A data center that counts on the grid for availability takes more than one utility feed, ideally from separate substations on separate routes, so a single utility fault does not take the whole site dark. Two feeds is the common arrangement, and the higher-availability designs run them as a 2N pair, two complete independent paths from the grid where either one alone can carry the site. The feeds enter through the substation and tie into the campus the same way the rest of the redundancy is built, with either path able to fail or be taken out for service.

Two feeds are worth less than they look if they share a common point upstream. Feeds that come off the same substation transformer, or share a duct bank or a right-of-way for the last stretch, both go down to a single fault even though the one-line shows two. Diverse means electrically and physically separate, back to separate sources, which is the same lesson the power distribution chain guide makes about A and B paths inside the fence. Confirm the real diversity with the utility, because a drawing can show two feeds that quietly meet at a single transformer or bus.

The utility side has its own redundancy question, asked the same way as the rest of the chain. A substation with a single incoming line and a single transformer is a single point of failure no matter how redundant the campus is downstream. Designs that need the availability run redundant transformers and redundant incoming lines so the substation can lose one and keep the site up. The Uptime Institute Tier framework that classifies the campus redundancy applies here too, because a Tier rating only holds if the redundancy is continuous from the grid in, not just from the UPS down.

The grid is not 100 percent, so the site backs itself up

No utility grid is perfectly reliable, so a data center carries its own backup power to ride through the outages the grid will have. Even a strong grid with redundant feeds has faults, storms, and the rare wide-area event, and a data center cannot tolerate the seconds of interruption a normal building shrugs off. The grid is the primary source and a good one. It is not a sole source, and a design that treats it as one is a design waiting for the outage that proves it wrong.

The backup is the UPS and the standby generators. The UPS bridges the gap on stored energy the instant the grid drops, holding the critical load for the seconds to minutes it takes the generators to start and accept it. The generators then carry the site on stored fuel until the grid returns. Sizing and selecting that generator plant, the rating, the step load, the fuel runtime, and the redundancy, is the whole subject of the generator sizing guide. This guide makes only the upstream point: the grid feed and the on-site backup are two halves of the same availability question.

How much backup, and how it is arranged, ties straight back to how good the grid feed is. A site with two diverse, reliable feeds carries a different backup posture than a site at the weak end of one feeder. The availability target, set by the Uptime Tier or the owner's requirements, has to be met across both the utility feed and the on-site backup together. Neither one alone is the answer, and the design that gets it right reads them as one system, not two.

※ ※ ※

▶ JOB:
In the passage on data center utility feeds, what holds the critical load while the generators start? The lines after the passage on data center utility feeds are separate material and not part of it.

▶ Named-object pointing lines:
※ ※ ※

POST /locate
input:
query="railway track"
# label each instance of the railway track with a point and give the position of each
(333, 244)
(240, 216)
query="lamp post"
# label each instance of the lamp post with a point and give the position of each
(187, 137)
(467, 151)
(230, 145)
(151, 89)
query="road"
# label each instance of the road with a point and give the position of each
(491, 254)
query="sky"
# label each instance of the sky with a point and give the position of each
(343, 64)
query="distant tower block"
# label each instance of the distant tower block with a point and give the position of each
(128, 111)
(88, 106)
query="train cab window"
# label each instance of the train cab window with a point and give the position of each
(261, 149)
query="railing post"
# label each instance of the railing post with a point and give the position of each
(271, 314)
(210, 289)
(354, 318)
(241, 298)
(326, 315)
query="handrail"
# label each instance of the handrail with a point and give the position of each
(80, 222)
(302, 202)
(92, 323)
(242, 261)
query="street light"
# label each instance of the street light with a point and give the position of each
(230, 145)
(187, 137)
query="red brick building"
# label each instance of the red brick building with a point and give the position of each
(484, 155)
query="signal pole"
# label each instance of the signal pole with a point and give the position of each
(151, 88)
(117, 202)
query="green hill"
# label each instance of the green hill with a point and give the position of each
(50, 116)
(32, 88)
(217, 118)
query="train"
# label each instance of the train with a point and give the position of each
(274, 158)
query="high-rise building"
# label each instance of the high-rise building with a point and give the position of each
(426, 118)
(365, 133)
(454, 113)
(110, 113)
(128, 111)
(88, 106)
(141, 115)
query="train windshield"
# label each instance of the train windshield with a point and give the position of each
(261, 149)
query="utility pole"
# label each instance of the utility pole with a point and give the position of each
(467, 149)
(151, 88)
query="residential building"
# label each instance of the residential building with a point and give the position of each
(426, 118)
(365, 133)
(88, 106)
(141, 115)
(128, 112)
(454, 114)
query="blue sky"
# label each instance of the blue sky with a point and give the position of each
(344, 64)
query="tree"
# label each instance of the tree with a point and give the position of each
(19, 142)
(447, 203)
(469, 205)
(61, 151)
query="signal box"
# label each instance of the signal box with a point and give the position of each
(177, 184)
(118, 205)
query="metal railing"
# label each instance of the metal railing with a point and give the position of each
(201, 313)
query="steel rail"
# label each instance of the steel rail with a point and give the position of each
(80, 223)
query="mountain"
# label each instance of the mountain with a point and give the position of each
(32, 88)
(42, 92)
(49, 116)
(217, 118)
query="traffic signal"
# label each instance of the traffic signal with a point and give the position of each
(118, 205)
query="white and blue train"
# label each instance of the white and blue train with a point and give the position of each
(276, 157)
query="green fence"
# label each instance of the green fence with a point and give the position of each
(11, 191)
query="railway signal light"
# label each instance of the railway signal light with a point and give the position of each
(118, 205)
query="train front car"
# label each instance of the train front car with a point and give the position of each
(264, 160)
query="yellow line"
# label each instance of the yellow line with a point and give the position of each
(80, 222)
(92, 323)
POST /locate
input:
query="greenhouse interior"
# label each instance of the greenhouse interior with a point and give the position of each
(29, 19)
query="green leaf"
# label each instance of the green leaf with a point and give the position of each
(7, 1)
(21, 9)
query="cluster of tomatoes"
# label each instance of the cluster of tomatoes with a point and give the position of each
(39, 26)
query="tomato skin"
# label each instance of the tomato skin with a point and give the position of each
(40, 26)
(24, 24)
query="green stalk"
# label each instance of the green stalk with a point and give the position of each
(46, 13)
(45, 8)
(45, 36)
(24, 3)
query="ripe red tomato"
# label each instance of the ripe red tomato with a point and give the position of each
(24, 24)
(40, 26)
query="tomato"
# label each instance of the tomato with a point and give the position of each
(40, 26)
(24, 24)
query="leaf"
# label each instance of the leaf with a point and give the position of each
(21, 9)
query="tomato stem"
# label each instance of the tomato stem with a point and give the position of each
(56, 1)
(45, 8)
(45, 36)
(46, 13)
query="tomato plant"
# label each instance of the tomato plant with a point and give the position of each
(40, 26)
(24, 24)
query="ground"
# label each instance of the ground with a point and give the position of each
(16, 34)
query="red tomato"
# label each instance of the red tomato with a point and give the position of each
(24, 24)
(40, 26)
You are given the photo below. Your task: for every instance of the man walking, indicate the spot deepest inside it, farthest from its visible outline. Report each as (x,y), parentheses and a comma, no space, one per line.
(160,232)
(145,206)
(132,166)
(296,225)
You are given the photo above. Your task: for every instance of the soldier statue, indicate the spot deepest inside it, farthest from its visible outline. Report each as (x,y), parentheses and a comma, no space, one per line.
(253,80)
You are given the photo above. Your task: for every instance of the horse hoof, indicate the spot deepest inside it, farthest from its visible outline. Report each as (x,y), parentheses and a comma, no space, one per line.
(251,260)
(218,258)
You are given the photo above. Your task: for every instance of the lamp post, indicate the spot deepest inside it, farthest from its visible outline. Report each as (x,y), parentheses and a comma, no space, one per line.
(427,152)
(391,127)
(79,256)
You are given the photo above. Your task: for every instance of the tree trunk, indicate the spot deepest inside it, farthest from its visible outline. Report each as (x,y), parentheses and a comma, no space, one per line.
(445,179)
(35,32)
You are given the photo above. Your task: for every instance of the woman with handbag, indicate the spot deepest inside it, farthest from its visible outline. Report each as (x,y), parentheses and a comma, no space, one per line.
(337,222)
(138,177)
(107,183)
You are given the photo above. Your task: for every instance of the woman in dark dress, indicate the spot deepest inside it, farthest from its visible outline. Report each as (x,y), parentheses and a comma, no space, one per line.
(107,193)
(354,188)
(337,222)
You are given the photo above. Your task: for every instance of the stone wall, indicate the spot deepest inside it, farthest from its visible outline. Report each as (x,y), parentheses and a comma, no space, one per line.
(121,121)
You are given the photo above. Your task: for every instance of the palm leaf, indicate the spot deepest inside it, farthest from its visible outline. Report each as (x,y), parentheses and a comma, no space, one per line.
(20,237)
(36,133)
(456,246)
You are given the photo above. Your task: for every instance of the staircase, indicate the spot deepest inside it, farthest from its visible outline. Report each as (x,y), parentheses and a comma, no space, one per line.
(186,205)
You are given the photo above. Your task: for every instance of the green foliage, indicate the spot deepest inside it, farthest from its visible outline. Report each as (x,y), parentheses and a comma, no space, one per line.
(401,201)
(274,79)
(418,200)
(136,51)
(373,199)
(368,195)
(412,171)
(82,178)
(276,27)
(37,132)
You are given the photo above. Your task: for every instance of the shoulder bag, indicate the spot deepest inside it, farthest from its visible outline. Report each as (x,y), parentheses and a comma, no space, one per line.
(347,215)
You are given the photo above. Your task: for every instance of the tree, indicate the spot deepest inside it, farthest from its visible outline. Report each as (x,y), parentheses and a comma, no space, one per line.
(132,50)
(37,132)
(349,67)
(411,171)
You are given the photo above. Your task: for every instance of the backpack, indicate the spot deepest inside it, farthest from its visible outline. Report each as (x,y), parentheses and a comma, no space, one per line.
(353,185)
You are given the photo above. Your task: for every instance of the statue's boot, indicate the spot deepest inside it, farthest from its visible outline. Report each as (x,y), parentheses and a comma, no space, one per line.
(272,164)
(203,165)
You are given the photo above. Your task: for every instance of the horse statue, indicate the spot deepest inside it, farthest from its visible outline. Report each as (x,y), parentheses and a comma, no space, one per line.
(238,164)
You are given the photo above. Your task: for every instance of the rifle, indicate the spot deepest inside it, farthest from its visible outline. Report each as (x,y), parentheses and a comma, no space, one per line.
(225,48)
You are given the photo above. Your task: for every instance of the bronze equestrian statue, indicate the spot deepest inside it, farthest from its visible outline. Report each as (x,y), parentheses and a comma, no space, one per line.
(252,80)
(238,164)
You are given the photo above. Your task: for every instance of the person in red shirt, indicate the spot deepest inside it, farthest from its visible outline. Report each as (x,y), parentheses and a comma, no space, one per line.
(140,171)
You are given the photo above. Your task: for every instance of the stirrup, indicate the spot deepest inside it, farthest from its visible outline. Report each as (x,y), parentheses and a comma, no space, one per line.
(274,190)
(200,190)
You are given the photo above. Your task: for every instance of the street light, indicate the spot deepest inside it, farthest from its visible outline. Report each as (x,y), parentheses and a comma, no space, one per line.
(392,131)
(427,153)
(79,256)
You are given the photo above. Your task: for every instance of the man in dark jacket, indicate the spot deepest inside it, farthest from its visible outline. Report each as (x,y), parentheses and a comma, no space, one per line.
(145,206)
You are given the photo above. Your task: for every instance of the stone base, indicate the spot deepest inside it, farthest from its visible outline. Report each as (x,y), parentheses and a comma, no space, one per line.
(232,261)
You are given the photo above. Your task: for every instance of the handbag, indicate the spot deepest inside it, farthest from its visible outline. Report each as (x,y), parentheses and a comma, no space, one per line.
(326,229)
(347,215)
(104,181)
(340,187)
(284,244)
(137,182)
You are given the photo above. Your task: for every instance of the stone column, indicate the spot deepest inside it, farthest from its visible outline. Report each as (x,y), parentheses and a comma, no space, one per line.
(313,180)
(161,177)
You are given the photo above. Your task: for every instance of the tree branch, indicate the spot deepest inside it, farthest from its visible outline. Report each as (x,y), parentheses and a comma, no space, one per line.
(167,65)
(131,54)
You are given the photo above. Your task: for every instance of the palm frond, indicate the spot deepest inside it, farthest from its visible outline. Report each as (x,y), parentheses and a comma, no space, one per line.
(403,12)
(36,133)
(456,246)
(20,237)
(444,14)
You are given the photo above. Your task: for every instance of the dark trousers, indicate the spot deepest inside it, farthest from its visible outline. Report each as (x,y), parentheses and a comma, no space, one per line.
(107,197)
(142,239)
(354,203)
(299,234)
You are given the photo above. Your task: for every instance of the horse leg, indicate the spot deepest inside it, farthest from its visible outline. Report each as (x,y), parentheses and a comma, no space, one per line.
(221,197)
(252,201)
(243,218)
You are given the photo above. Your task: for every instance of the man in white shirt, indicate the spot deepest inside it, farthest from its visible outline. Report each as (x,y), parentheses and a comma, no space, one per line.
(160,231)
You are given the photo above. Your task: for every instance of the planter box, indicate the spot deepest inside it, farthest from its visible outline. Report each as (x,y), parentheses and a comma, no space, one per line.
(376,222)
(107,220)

※ ※ ※

▶ WRITTEN ANSWER:
The UPS holds it on stored energy.